Collected data entries
.....
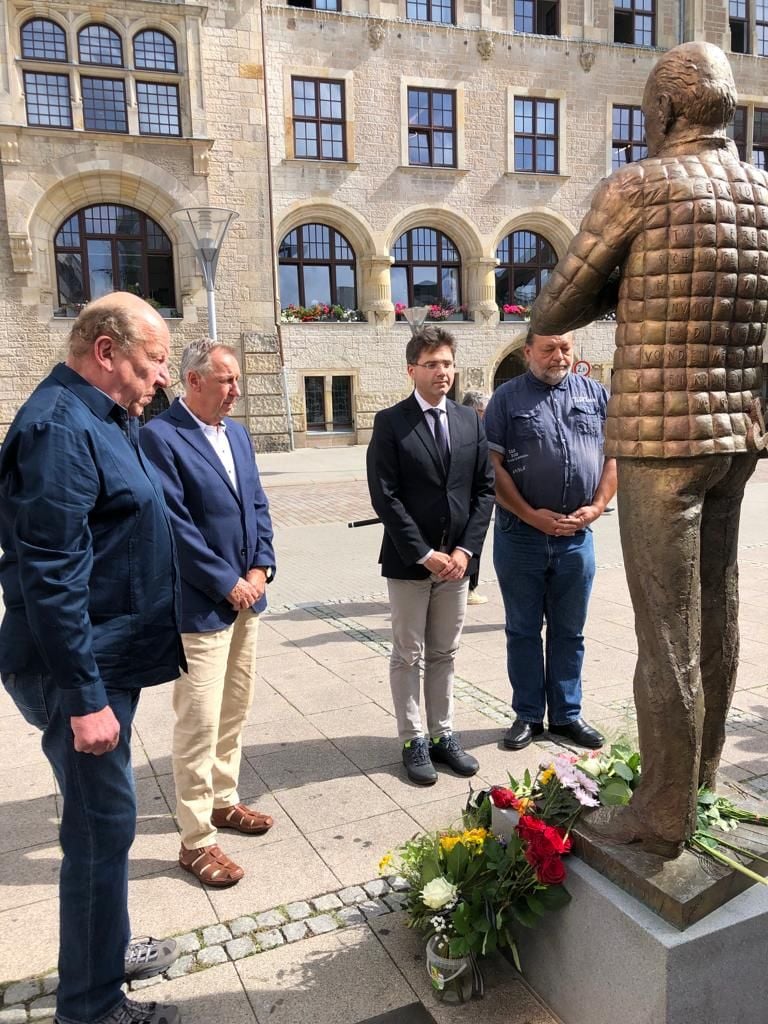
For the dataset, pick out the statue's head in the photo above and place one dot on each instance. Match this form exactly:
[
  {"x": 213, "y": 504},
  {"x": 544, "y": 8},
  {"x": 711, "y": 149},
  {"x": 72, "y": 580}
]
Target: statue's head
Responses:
[{"x": 690, "y": 92}]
.....
## Exercise
Read through the entries and copy every line that includes "statue".

## Your solution
For the dataset, pick out the statue's head in the photo above and place one dot on each instance. Match this form exactly:
Target: statue's head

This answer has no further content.